Source passage:
----------------
And while Mr. Lunny's lawyers maintain in the lawsuit that the Interior secretary was indeed bound by the legal provisions of NEPA and that his failure to adhere to that act was "arbitrary and capricious" as well as "an abuse of discretion," in a November 1 letter they pointed out that he was not bound by NEPA.

"...Section 124 includes a 'general repealing clause' that allows you to override conflicting provisions in other laws -- including NEPA -- to issue the (Special Use Permit)," wrote Ryan P. Waterman, an attorney with the firm of Stoel Rives that is representing Mr. Lunny, on Nov. 1 (attached below).

The lawsuit, filed in federal court in northern California, asks the court to either order Secretary Salazar to extend the oyster company's lease for 10 years or set aside his ruling and direct the Park Service to conduct a new DEIS and FEIS "that complies with all NEPA and other applicable substantive and procedural requirements to enable a new, neutral decision-maker to issue a NEPA-compliant (Record of Decision) allowing DBOC to continue to operate...."


I think the oyster farm may stand a good chance of getting a temporary injunction. The basis would be that the 2009 Feinstein legislation specifically stated that the NAS report was to be strongly considered in making the decision. Salazar's memo made no mention of that report.

Also - there is nothing in the 1976 Point Reyes Wilderness Act itself that says anything about the fate of Drakes Estero. The oyster farm isn't even mentioned. I know there were House reports, but I don't believe they carry the weight of the actual law. The lead author claims that it was never meant to kill the oyster farm - that it could remain potential wilderness indefinitely.

The other key issue is that the memo from Salazar directs the NPS Director to order the removal of the oyster racks and other oyster farm property from Drakes Estero. The oyster farm's attorneys state that only the State of California has that right. I don't believe they've weighed in yet. There is a California Fish and Game Commission meeting in San Diego in a week, and the oyster farm is on their agenda. I would expect Lunny will be there, as well as Neal Desai and Gordon Bennett. I watched previous meeting video, and the Commission members were skeptical that NPS had direct control over shellfish rights in Drakes Estero. One longtime Commission member noted that in 2004 the Commission added a provision to the oyster farm's state water bottom lease (due to NPS pressure) when it came up for renewal such that the lease was contingent on access to the NPS land where the shore operations sit. They put themselves in a holding pattern until they found out the Secretary of the Interior's decision. Now that the decision is here, they might make their move. I think there's a chance they decouple the water bottom lease from NPS land just to mess with NPS.

y_p_w: Any chance you might want to get in touch with a reporter who's been thinking about these issues for a couple of years? If so, give me a shout: Felicity Barringer, reachable at [email protected].

I don't know if I'm ready for anything on the record. I know nothing other than things I can readily look up on the internet.
----------------
Request A: Copy the oyster farm lawsuit passage word for word, starting at the words "And while Mr." and ending after the words "1 (attached below).".

Stored data:
----------------
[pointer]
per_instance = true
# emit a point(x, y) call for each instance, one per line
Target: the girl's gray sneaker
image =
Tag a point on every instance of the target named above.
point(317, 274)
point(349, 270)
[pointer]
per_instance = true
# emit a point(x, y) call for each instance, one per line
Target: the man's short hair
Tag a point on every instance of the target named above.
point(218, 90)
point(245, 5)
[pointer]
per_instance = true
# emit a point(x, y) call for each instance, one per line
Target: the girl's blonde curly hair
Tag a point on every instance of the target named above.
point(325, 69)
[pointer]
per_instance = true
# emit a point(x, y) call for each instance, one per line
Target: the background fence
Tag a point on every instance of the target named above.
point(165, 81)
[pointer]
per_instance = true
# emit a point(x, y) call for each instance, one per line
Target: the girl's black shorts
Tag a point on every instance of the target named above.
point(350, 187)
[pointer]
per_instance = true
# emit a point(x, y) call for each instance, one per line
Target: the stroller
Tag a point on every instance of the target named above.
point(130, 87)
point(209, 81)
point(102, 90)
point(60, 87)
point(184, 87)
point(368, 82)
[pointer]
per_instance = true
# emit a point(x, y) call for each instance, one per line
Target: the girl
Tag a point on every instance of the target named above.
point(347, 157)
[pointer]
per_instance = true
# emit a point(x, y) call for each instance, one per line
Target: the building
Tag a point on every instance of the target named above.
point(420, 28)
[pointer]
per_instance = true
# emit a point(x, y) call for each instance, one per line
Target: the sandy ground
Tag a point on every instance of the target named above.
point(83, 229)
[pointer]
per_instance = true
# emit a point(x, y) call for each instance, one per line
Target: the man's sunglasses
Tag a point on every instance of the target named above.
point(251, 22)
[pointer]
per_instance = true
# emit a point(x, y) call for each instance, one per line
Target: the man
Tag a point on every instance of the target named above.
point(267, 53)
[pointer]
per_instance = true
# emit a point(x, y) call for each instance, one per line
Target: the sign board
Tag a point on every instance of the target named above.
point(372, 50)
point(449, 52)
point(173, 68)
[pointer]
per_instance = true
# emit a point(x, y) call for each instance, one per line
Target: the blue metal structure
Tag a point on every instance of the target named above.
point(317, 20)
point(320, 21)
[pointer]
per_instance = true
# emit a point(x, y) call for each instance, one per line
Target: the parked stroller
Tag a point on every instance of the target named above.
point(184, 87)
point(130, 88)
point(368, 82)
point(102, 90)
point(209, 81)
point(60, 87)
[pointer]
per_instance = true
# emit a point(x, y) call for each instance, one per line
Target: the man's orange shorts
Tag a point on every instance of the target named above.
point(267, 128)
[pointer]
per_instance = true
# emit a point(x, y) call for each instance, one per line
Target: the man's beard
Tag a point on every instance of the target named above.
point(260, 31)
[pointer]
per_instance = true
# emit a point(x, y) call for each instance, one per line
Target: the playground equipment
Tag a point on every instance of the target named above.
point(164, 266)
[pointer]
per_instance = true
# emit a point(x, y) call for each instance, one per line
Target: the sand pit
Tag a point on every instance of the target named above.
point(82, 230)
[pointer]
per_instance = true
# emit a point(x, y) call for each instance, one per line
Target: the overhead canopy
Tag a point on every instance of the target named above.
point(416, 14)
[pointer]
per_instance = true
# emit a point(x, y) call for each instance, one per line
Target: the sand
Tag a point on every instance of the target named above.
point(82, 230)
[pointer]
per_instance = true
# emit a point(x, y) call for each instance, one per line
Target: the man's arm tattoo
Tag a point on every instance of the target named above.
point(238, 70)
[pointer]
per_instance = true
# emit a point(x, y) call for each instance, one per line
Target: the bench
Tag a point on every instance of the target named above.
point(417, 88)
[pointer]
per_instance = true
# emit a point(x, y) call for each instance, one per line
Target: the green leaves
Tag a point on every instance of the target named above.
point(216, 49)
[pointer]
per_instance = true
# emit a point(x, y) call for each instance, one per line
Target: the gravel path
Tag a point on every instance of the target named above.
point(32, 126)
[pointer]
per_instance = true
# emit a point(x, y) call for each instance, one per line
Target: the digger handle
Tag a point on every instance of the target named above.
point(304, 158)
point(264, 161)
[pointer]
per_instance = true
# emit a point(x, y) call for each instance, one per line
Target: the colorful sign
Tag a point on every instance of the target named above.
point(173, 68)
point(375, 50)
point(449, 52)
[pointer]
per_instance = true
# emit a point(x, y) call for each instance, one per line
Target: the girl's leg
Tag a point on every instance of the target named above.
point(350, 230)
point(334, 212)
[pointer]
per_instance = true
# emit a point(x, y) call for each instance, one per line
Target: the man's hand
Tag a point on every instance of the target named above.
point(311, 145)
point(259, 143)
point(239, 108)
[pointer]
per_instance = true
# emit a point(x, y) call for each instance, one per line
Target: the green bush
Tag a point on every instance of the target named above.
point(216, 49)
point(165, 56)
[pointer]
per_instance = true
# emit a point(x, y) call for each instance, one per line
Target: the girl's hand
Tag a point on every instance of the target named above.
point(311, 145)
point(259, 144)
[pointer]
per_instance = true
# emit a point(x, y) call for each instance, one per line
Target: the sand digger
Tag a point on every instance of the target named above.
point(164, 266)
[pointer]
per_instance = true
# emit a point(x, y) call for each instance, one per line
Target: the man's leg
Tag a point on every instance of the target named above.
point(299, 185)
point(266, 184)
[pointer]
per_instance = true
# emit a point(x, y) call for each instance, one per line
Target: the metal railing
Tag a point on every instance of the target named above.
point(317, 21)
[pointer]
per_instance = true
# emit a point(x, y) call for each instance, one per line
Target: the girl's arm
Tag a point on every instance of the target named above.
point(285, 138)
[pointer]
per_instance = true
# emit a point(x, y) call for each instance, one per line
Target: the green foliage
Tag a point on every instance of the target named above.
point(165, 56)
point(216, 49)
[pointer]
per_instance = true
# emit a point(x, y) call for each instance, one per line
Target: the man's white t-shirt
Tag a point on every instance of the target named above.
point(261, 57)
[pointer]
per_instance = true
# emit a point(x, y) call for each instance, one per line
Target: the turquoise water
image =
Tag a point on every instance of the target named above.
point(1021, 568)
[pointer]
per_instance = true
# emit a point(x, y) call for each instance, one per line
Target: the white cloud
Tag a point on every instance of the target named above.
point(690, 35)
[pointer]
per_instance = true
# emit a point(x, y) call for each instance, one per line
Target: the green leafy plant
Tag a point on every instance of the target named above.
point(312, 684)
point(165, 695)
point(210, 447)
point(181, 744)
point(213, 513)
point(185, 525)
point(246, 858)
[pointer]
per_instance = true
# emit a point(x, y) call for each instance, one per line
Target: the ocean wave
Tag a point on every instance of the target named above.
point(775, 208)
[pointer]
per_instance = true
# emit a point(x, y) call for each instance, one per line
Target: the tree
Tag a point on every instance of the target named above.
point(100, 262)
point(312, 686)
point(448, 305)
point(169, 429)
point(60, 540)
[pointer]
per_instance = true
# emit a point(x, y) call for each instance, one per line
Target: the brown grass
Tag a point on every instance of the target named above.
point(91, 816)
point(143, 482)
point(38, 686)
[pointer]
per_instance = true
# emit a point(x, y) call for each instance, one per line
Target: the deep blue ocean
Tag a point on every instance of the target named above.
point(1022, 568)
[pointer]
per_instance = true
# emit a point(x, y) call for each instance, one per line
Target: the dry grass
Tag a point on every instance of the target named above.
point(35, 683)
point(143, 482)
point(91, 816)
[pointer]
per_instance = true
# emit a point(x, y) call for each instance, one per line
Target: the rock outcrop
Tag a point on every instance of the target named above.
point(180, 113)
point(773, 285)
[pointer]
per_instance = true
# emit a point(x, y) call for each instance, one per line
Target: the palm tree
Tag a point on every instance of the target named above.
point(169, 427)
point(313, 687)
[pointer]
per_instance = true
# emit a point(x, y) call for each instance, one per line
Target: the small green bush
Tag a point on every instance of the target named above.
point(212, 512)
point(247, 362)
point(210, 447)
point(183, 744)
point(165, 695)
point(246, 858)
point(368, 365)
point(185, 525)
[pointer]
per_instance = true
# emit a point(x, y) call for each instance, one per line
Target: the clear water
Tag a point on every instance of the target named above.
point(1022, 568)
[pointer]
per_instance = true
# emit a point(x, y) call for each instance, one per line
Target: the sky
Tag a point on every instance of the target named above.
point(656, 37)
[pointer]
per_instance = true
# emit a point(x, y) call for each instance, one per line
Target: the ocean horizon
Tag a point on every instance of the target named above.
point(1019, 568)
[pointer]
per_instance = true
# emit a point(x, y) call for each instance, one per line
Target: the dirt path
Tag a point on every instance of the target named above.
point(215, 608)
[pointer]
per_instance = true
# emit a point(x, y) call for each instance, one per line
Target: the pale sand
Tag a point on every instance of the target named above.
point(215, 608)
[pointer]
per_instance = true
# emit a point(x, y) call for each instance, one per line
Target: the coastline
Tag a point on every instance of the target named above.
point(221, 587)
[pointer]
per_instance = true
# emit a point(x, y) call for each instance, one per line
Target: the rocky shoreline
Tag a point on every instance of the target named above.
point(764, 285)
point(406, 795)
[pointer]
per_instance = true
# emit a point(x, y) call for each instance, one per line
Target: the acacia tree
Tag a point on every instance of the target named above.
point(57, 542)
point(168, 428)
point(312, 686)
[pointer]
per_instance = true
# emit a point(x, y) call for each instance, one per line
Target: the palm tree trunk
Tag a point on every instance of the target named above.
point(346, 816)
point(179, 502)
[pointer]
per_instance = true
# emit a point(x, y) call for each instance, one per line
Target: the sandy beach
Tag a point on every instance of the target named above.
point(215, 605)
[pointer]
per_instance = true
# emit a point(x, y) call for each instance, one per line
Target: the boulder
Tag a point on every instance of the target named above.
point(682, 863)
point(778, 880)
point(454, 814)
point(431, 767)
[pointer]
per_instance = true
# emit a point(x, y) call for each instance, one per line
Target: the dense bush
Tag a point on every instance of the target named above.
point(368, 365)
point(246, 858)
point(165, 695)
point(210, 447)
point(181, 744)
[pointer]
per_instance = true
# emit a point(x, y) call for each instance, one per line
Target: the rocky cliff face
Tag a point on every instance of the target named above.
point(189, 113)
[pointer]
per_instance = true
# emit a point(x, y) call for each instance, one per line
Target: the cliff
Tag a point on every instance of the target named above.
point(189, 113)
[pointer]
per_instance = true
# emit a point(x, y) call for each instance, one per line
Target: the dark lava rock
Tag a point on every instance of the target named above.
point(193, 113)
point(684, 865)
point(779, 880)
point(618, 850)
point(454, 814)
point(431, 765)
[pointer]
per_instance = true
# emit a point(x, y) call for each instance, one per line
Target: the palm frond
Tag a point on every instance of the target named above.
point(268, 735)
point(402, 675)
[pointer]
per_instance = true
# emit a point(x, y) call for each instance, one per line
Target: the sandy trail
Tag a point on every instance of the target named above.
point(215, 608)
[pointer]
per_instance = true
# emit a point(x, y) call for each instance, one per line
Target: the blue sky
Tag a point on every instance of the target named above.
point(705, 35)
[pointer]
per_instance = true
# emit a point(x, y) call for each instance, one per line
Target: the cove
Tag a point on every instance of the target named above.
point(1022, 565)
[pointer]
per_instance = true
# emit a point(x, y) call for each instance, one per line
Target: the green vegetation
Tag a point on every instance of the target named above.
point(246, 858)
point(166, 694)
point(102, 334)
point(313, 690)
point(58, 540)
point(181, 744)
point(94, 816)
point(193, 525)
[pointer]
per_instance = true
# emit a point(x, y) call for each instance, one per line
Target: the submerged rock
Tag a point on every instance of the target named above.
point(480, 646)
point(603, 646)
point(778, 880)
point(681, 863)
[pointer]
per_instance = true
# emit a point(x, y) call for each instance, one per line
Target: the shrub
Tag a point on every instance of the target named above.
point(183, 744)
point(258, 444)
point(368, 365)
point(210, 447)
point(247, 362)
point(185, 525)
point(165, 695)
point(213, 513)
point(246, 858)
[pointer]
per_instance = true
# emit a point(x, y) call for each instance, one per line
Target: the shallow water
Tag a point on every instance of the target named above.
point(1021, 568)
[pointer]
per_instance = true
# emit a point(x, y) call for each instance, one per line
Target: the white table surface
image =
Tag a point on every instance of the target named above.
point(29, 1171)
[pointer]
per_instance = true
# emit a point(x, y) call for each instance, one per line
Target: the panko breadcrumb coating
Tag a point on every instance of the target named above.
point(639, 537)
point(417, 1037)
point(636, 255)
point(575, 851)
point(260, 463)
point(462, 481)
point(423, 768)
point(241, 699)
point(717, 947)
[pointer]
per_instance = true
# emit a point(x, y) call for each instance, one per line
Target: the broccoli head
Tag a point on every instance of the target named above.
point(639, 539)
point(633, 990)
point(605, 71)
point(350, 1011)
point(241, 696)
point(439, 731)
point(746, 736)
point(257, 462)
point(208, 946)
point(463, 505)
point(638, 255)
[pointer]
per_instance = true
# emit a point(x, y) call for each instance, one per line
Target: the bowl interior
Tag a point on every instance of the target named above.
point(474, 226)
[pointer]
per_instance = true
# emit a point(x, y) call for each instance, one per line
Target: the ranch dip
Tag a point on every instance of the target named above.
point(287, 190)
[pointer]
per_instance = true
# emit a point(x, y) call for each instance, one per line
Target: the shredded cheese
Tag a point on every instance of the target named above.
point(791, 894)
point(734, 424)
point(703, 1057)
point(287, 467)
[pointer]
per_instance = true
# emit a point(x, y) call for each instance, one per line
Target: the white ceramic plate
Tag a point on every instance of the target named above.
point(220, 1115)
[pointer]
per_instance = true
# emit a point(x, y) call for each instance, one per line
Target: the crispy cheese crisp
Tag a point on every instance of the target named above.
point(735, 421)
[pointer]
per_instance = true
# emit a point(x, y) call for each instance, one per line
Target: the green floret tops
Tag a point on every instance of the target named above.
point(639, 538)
----------------
Request B: Repeat the rows word for word, from the very first row through the line that contains "point(350, 187)".

Task output A:
And while Mr. Lunny's lawyers maintain in the lawsuit that the Interior secretary was indeed bound by the legal provisions of NEPA and that his failure to adhere to that act was "arbitrary and capricious" as well as "an abuse of discretion," in a November 1 letter they pointed out that he was not bound by NEPA.

"...Section 124 includes a 'general repealing clause' that allows you to override conflicting provisions in other laws -- including NEPA -- to issue the (Special Use Permit)," wrote Ryan P. Waterman, an attorney with the firm of Stoel Rives that is representing Mr. Lunny, on Nov. 1 (attached below).

Task output B:
[pointer]
per_instance = true
# emit a point(x, y) call for each instance, one per line
Target: the girl's gray sneaker
image =
Tag a point on every instance of the target named above.
point(317, 274)
point(349, 270)
[pointer]
per_instance = true
# emit a point(x, y) call for each instance, one per line
Target: the man's short hair
Tag a point on every instance of the target named above.
point(218, 90)
point(245, 5)
[pointer]
per_instance = true
# emit a point(x, y) call for each instance, one per line
Target: the girl's blonde curly hair
Tag a point on every instance of the target named above.
point(325, 69)
[pointer]
per_instance = true
# emit a point(x, y) call for each instance, one per line
Target: the background fence
Tag a point on every instance of the target named above.
point(165, 81)
[pointer]
per_instance = true
# emit a point(x, y) call for each instance, one per line
Target: the girl's black shorts
Tag a point on every instance of the target named above.
point(350, 187)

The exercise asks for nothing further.